-- START OF SELECTION --
Published onFeb 08, 2022
ISMTE / Elsevier’s International Center for the Study of Research (ICSR) Lab and Diversity, Equity & Inclusion (DEI) bibliometric data analysis

Introduction

This case study examines how Elsevier, one of the world’s leading information and analytics science and health

publishers, has handled the issue of diversity, equity, and inclusion (DEI) bibliometrics based on millions of published sources. Elsevier publishes 2,650 digitalized journals, while its article output represents 18% of global output (Fast facts, 1). 

To help researchers analyze research output, Elsevier’s International Center for the Study of Research (ICRS) Lab (www.elsevier.com/icsr/icsrlab) opened in March 2020 (Legal Monitor Worldwide, 2020). The Lab provides free access to data and Python computational analyses to academic and industry professionals for the study of research based on large-scale datasets from the Scopus and PlumX databases.  

Scopus is Elsevier’s abstract and citation database containing over 17 million author profiles and over 82 million items (www.elsevier.com/solutions/scopus). PlumX, on the other hand, describes how users interact with published research content online via citations, usage, captures, mentions, and social media posts (About PlumX).
-- END OF SELECTION --
WRITTEN INSTRUCTION 1 -> Report how many lines in the rows contain the string "lamp" and give only that number.
The case study has no connection to the rows.
-- START OF EXTRACTED ENTRIES --
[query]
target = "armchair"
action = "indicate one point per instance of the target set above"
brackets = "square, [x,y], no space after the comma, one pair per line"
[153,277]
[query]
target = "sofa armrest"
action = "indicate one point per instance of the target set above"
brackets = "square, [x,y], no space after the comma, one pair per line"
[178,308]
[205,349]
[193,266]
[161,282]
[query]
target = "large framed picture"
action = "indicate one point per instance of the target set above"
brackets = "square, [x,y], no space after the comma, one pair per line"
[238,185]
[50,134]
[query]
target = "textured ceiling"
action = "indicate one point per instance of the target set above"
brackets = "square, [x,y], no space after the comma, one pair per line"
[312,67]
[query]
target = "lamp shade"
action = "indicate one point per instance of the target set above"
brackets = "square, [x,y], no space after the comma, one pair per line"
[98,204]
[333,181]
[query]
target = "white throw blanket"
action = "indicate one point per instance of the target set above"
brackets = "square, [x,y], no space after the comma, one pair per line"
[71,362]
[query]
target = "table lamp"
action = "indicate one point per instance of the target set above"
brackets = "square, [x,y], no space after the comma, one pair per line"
-- END OF EXTRACTED ENTRIES --
WRITTEN INSTRUCTION 2 -> Quote the entire case study above, word for word.

EXPECTED OUTPUT 1 -> 2

EXPECTED OUTPUT 2 ->
Published onFeb 08, 2022
ISMTE / Elsevier’s International Center for the Study of Research (ICSR) Lab and Diversity, Equity & Inclusion (DEI) bibliometric data analysis

Introduction

This case study examines how Elsevier, one of the world’s leading information and analytics science and health

publishers, has handled the issue of diversity, equity, and inclusion (DEI) bibliometrics based on millions of published sources. Elsevier publishes 2,650 digitalized journals, while its article output represents 18% of global output (Fast facts, 1). 

To help researchers analyze research output, Elsevier’s International Center for the Study of Research (ICRS) Lab (www.elsevier.com/icsr/icsrlab) opened in March 2020 (Legal Monitor Worldwide, 2020). The Lab provides free access to data and Python computational analyses to academic and industry professionals for the study of research based on large-scale datasets from the Scopus and PlumX databases.  

Scopus is Elsevier’s abstract and citation database containing over 17 million author profiles and over 82 million items (www.elsevier.com/solutions/scopus). PlumX, on the other hand, describes how users interact with published research content online via citations, usage, captures, mentions, and social media posts (About PlumX).